# Goal:
Copy the material between the lines holding "Given this scan, please locate the american" and "[172,443,220,469]", inclusive, with all of its text kept, and scale each bounding-box coordinate in the answer by 1.65, rounding to whole numbers with halves going up. Leave the picture out.

# Working data:
□ □ □ □ □ □ □

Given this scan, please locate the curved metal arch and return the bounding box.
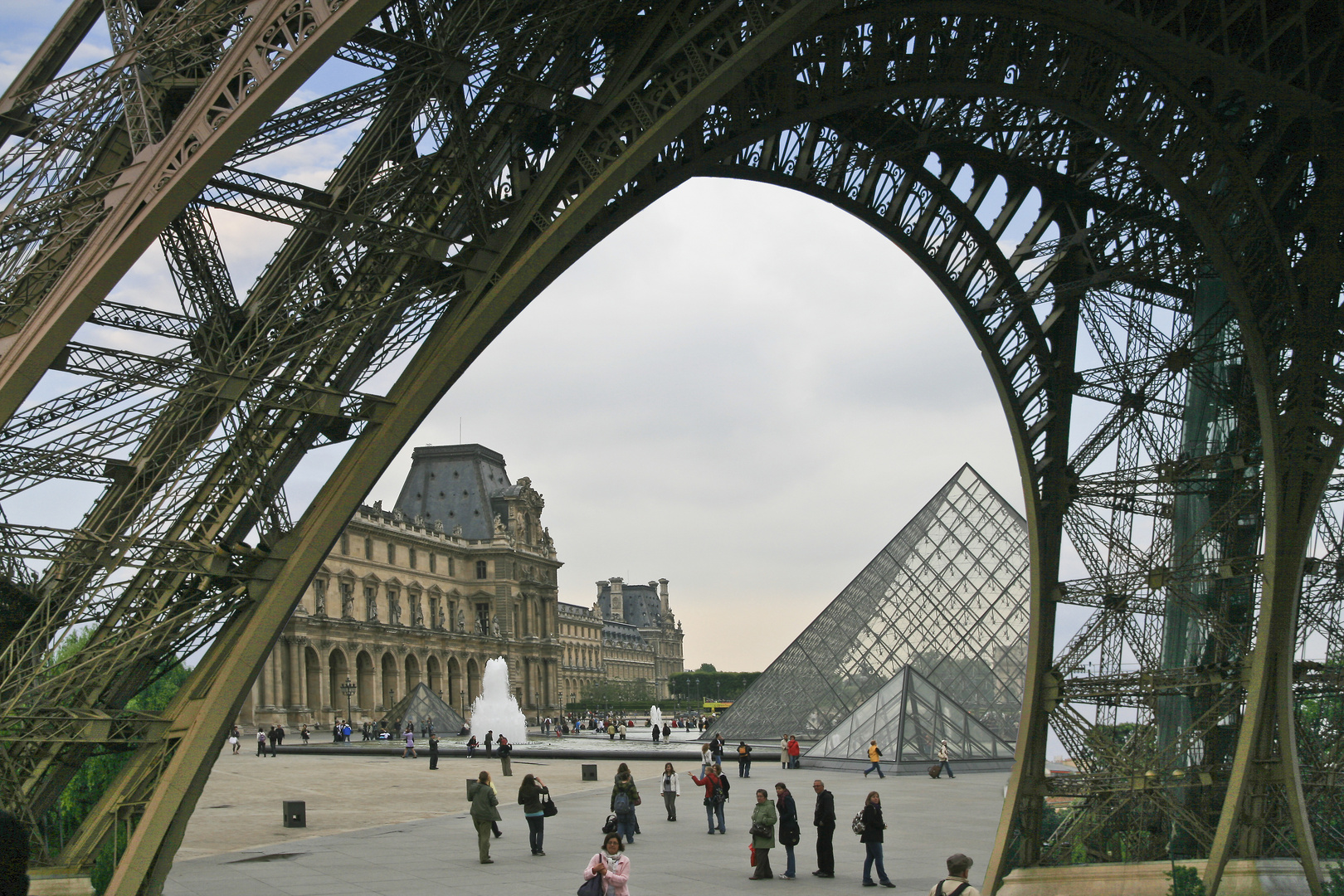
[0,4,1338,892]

□ □ □ □ □ □ □

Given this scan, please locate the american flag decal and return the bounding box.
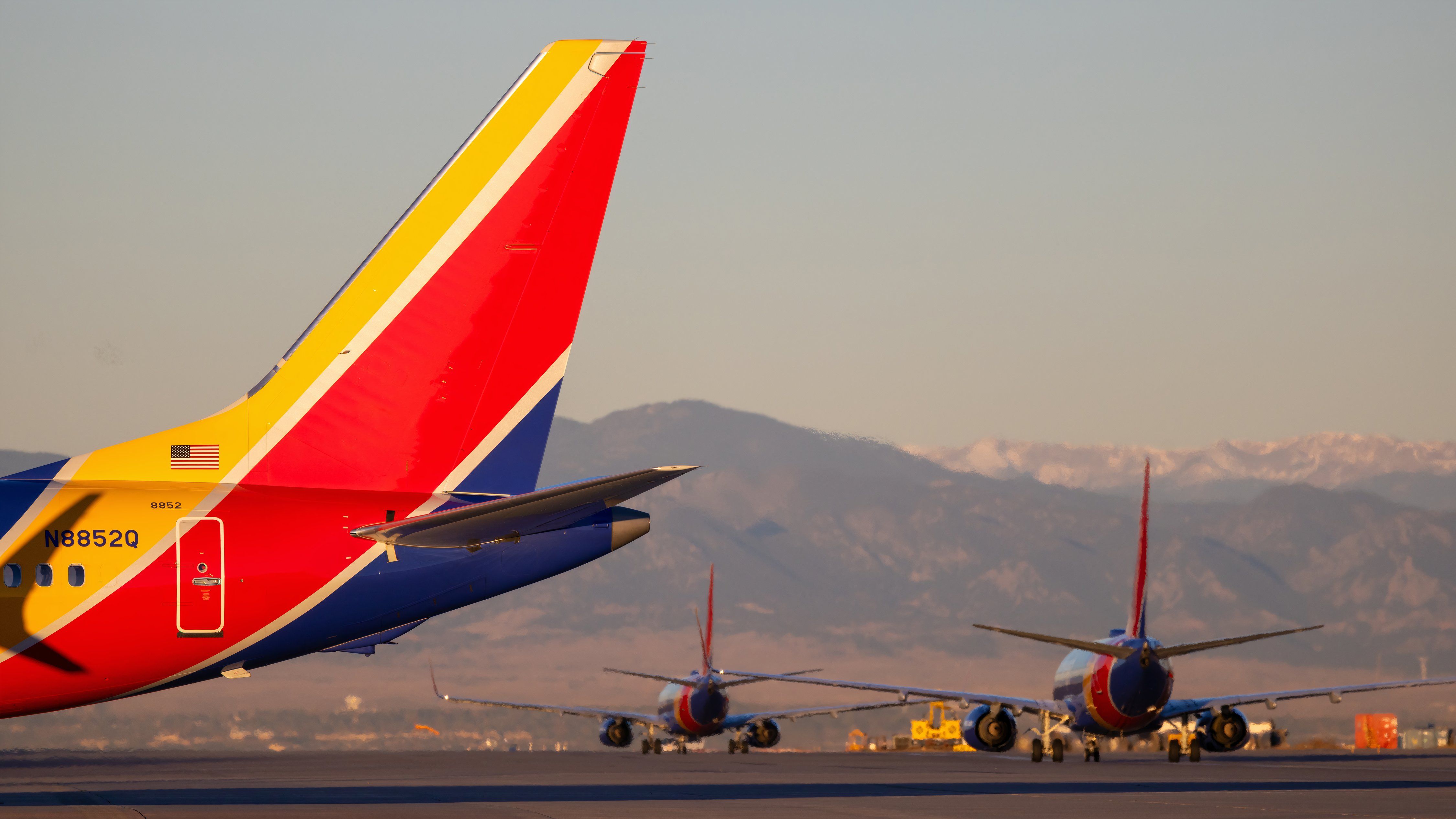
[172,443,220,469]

□ □ □ □ □ □ □

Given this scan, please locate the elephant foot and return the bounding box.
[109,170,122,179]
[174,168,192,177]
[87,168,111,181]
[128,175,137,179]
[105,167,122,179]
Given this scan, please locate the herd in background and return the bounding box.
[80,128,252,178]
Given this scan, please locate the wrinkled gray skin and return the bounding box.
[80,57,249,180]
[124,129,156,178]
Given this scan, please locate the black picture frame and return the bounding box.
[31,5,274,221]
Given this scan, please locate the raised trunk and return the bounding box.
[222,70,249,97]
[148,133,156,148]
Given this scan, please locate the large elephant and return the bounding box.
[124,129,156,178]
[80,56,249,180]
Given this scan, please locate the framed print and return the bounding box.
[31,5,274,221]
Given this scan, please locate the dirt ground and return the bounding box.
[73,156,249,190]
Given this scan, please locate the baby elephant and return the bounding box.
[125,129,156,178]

□ □ □ □ □ □ □

# Full response:
Given this scan, please locate the american flag decal and return the bounding box.
[284,731,363,774]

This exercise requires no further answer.